• WHAT NEEDS TO BE DONE
Put the lines running from the start of the items through the line containing "[[798, 241], [425, 295]]" into a numbered list, both ends included. Omit blank lines and leave out the pictures.

• GIVEN DATA
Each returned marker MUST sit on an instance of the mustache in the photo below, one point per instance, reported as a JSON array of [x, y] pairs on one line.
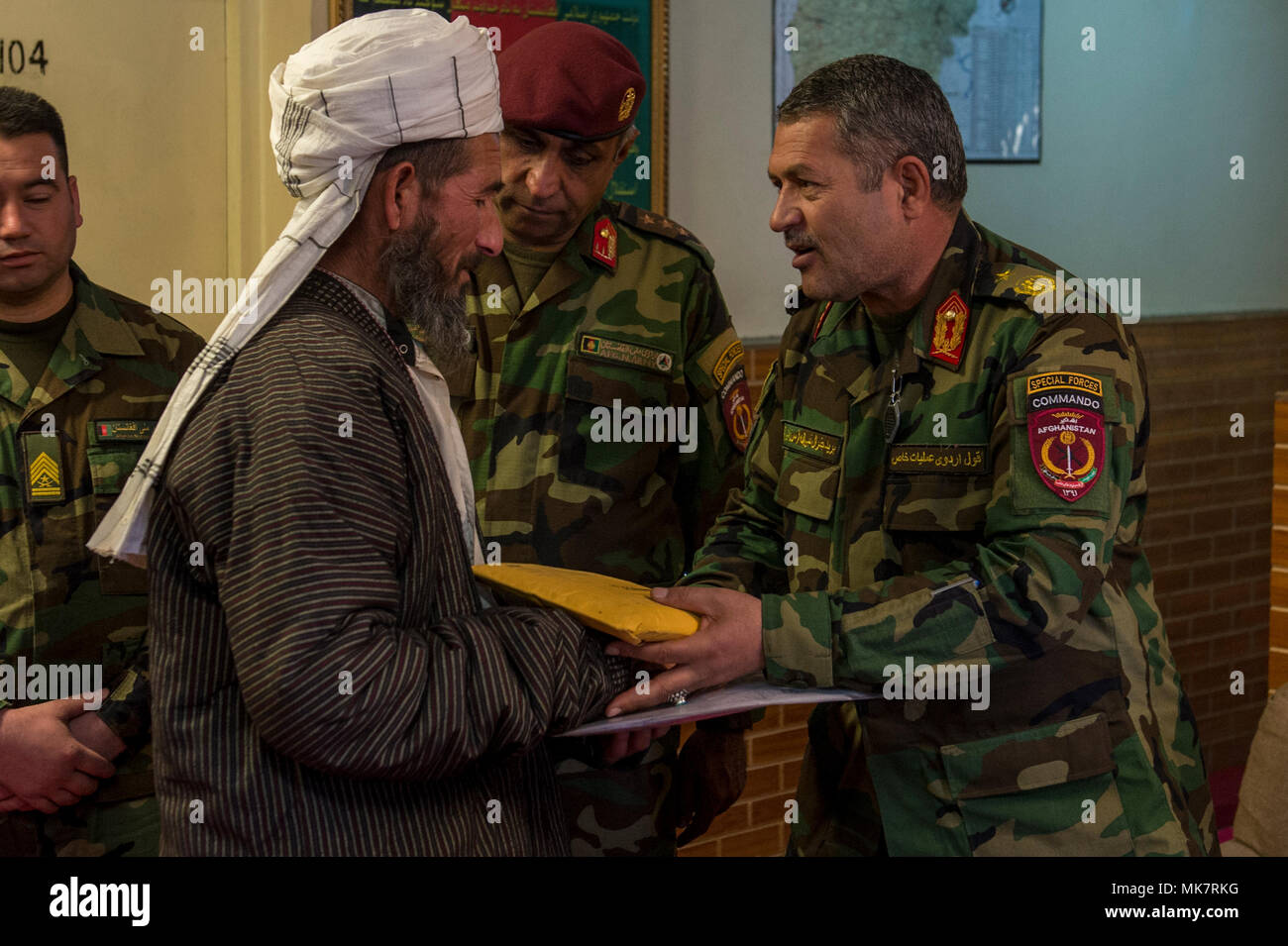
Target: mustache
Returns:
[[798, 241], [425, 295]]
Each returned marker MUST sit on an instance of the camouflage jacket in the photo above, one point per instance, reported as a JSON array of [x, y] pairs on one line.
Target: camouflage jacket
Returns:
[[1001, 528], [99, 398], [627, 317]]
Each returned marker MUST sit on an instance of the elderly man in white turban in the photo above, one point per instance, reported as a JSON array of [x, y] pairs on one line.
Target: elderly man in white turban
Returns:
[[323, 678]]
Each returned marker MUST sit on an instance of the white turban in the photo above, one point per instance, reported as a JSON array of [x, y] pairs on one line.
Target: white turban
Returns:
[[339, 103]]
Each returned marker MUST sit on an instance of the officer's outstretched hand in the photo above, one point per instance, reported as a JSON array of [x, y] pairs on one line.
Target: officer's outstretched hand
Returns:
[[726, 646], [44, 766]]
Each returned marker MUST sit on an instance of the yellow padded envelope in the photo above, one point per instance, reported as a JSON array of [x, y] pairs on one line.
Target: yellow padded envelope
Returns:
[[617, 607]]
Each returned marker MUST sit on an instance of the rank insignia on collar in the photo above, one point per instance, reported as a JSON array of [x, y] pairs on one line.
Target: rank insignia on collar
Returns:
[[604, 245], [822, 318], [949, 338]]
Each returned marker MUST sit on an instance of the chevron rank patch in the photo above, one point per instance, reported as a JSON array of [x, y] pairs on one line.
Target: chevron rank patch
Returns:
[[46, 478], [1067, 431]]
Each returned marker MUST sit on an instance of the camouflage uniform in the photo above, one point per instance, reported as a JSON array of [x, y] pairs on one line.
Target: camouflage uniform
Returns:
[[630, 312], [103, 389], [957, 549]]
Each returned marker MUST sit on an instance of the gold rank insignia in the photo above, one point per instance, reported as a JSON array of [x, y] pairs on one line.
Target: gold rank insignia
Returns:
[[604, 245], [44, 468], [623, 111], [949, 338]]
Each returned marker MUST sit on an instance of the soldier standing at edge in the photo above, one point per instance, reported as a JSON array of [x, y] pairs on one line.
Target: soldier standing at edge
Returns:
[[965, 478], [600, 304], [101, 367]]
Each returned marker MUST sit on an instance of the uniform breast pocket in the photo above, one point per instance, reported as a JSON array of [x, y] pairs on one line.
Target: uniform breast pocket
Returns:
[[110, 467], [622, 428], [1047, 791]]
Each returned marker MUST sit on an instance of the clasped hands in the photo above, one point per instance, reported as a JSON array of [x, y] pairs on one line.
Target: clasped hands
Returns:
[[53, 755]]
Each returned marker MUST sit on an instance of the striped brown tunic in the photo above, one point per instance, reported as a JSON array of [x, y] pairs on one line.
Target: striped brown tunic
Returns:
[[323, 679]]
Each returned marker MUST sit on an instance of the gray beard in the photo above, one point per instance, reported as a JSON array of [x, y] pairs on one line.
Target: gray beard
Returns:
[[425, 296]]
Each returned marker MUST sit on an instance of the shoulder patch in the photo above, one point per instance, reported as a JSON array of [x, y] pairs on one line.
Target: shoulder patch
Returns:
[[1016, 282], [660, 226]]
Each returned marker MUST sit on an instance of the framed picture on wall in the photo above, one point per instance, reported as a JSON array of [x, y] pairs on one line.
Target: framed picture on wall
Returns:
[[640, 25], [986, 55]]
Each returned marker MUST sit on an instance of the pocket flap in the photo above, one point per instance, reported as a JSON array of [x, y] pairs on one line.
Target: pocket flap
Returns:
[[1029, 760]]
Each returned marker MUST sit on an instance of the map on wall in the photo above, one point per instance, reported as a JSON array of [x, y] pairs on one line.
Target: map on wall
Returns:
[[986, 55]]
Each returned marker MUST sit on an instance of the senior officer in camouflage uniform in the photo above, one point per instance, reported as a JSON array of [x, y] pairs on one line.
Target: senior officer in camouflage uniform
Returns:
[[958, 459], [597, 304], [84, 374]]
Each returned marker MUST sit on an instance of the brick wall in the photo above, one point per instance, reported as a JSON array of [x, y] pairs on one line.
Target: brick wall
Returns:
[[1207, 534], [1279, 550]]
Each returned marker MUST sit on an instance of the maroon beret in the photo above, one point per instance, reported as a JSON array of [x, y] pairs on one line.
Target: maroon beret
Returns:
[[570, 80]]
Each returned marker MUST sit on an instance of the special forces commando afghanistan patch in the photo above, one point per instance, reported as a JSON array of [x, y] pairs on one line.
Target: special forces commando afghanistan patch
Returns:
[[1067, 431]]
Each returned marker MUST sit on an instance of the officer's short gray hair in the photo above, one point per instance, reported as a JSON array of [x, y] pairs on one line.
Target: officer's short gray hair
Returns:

• IN RESPONSE
1. Each returned marker MUST sit on an instance of the mustache in the photo below, one point per instance, reported as a JSON array of [x, y] pairs on one line.
2. Target: mustache
3. Returns:
4. [[798, 241], [425, 295]]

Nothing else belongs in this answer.